→ WHAT YOU WILL DO
A. Quote the stretch of the excerpt on Cuban-trained doctors from "Based on what" through "more than that.".
B. In the excerpt on Cuban-trained doctors, how many years is the programme in Cuba said to take?
C. Carry on the excerpt on Sir Henry and Cuban-trained doctors from its last line.

→ PAGE EXCERPT
He further argued it was “particularly disadvantaging to send Barbadians to Cuba for a programme that would take seven years” instead of the five years spent studying here.

“The simple fact is unless the medical universities in Cuba subject their performance to the CAAM-HP, graduates will continue to have to take the CAMC exams, “ Sir Henry said.

7 Responses to Sir Henry defends policy towards Cuban-trained doctors

  1. Loretta Griffith May 26, 2016 at 5:03 pm

    Based on what Sir Henry said, I honestly feel we should not lower our standards just for short term gains.
    Let Cuba bring their training up to standard or let them do the required training for certification here.
    I feel they should be accommodated after certification.

    Reply
  2. Carson C Cadogan May 26, 2016 at 6:50 pm

    I dont believe a word that he said.

    Cuban Doctors are world renowned. Only Barbados is playing the fool with Medical Graduates from Cuba. Sabotaging young Cuban trained Bajan Doctors. Cuban Doctors have done more good throughout the World than Fraser would ever do in two lifetimes.

    It is all Bajan class-ism. Nothing more than that.

→ RECORDS PROVIDED
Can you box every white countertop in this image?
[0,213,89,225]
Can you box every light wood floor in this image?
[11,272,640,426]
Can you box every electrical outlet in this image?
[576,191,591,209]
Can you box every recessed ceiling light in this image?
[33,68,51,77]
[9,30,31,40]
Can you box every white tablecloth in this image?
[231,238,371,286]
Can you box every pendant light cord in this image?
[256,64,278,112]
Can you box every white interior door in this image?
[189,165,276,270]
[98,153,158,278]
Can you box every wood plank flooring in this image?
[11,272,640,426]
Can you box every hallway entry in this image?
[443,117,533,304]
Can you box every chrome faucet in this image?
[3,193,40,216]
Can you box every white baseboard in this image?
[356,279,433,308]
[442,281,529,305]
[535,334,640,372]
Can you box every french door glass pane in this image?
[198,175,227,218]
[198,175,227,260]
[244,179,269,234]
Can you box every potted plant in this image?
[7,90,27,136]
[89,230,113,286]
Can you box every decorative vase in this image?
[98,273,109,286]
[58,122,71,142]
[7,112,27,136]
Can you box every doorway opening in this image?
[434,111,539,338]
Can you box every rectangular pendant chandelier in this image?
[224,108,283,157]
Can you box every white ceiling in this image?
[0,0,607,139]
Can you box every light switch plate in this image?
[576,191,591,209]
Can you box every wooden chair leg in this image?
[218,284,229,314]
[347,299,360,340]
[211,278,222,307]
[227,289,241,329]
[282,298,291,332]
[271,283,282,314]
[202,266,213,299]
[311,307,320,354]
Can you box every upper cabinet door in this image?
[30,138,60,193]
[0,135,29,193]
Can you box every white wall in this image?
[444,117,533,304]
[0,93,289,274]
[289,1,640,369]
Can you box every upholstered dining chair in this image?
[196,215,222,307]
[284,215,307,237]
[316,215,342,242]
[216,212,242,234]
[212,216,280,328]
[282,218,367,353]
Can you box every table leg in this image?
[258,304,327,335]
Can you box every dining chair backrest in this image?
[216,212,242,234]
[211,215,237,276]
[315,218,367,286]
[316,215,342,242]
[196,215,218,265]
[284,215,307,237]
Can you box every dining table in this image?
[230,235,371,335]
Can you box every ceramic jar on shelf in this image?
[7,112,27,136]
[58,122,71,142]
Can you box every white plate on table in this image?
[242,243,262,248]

→ PER-TASK OUTPUTS
A.
Based on what Sir Henry said, I honestly feel we should not lower our standards just for short term gains.
    Let Cuba bring their training up to standard or let them do the required training for certification here.
    I feel they should be accommodated after certification.

    Reply
  2. Carson C Cadogan May 26, 2016 at 6:50 pm

    I dont believe a word that he said.

    Cuban Doctors are world renowned. Only Barbados is playing the fool with Medical Graduates from Cuba. Sabotaging young Cuban trained Bajan Doctors. Cuban Doctors have done more good throughout the World than Fraser would ever do in two lifetimes.

    It is all Bajan class-ism. Nothing more than that.

B. Seven years.

C.
    Reply
  3. Dr. Ben Haynes PsyD May 26, 2016 at 7:23 pm

    The question should center on whether good medical care can be performed by these newly minted doctors. How to make sure of this must be left to our legislatures at every level. No doubt, the talk about how good the Cuban trained doctors are will always have a place in Cuban society but remember, when out of Cuba much is expected, and reality is the name of the game. Dr. Henry’s argument holds strong, and should be supported to save the citizens that are going to need medical care hence, the policy that makes this possible is the way to go.

    Reply
  4. Carson C Cadogan May 26, 2016 at 7:52 pm

    “….Cuban trained doctors are will always have a place in Cuban society but remember, when out of Cuba much is expected….”

    What foolishness is this?

    Cuban trained doctors operate in many regions of the World with distinction.

    Why is Barbados any different?

    Fraser’s opinion should not be supported.

    Reply
  5. Carson C Cadogan May 26, 2016 at 7:57 pm

    An except from Wikipedia:

    “Following the 2004 Asian tsunami, Cuba sent medical assistance to Banda Aceh and Sri Lanka.[5] In response to Hurricane Katrina, Cuba prepared to send 1500 doctors to the New Orleans; the offer was refused. Several months later the mission was dispatched to Pakistan following the 2005 Kashmir earthquake there. Ultimately Cuba sent “more than 2,500 disaster response experts, surgeons, family doctors, and other health personnel”, who stayed through the winter for more than 6 months.[5][12] Cuba is helping with the medical crisis in Haiti due to the 2010 Haiti earthquake.[13] All 152 Cuban medical and educational personnel in the Haitian capital Port-au-Prince at the time of the earthquake were reported to be safe, with two suffering minor injuries.[14] In 2014, Cuba sent 103 nurses and 62 doctors to help fight the Ebola virus epidemic in West Africa, the biggest contribution of health care staff by any single country”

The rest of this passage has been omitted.